**GIVEN PROBLEM A**
According to the article on credit card rates, what percentage of people who asked got a late fee waived?
**GIVEN PROBLEM B**
Retype the article on credit card rates word for word, starting with "4 Ways to Get" and going on through "the card companies.".

**EXCERPT**
++++++++++

Overall credit card debt has never been higher. The Federal Reserve reports that there is now more than $1 trillion dollars of credit card debt in the U.S. Sky high credit card interest rates are one reason it’s so hard for people to pay off their credit card debt.

That’s why it’s incredibly important to find ways to get a lower APR on your credit card. Otherwise, you’ll be paying off the credit card for what feels like forever.

If you want to get a lower rate on your credit card but aren’t sure how don’t worry, I’ve got you covered.

It’s Absolutely Possible to Get a Lower APR

Blue credit cards sitting on a silver laptop next to pens and a wallet with more cards inside

Have you wanted a lower APR but aren’t sure how to do it? Or, are you worried that you won’t get approved for a lower rate? If so, you’re not alone.

Most people never even try to get a lower rate for two reasons:

  • They don’t know it’s possible
  • If they do know it’s possible, they fear rejection

That’s the conclusion of a CreditCards.com survey that polled 1,589 credit card holders in the United States. Participants were asked if they had ever tried to get their card issuer to:

  • Waive a fee
  • Raise credit card limits
  • Reverse a late payment fee
  • Lower a credit card interest rate
  • Reduce credit card annual fees

The survey found some great results:

  • 56% of people who asked got a lower interest rate (APR).
  • 70% of people who asked got an annual fee waived or lowered.
  • 84% of people who asked got a late fee waived.
  • 85% of people who asked received a higher credit limit.

These are great success rates! Start using these ways to get lower rates on your credit card and start paying off debt quickly and easily.

4 Ways to Get a Lower Rate on Your Credit Card

As shown in the survey above, most people aren’t aware they can contact credit card issuers to take advantage of all of these offers. But before you start contacting them asking for credit increases and waived fees you should get prepared.

It’s important to get your credit score in decent shape before asking for favors. As the results showed, it’s not a 100% guarantee that your requests are met just by contacting the card companies.

++++++++++

**DATASET ROWS**
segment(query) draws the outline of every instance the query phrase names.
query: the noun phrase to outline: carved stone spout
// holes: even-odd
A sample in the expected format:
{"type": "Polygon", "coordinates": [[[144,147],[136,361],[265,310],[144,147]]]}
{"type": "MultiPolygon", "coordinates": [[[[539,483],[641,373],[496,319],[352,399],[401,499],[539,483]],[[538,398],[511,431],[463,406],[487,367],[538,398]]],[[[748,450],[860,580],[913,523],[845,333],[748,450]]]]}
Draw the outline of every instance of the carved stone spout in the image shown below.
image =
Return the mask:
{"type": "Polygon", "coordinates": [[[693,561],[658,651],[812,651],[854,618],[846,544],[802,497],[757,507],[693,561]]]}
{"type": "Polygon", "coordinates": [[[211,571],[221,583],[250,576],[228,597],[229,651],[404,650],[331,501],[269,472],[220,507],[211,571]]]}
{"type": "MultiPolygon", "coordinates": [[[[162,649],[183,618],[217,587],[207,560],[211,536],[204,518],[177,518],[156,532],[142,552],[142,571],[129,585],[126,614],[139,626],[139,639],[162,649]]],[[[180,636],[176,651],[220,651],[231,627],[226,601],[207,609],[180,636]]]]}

++++++++++

**WRITTEN SOLUTION A**
84%

**WRITTEN SOLUTION B**
4 Ways to Get a Lower Rate on Your Credit Card

As shown in the survey above, most people aren’t aware they can contact credit card issuers to take advantage of all of these offers. But before you start contacting them asking for credit increases and waived fees you should get prepared.

It’s important to get your credit score in decent shape before asking for favors. As the results showed, it’s not a 100% guarantee that your requests are met just by contacting the card companies.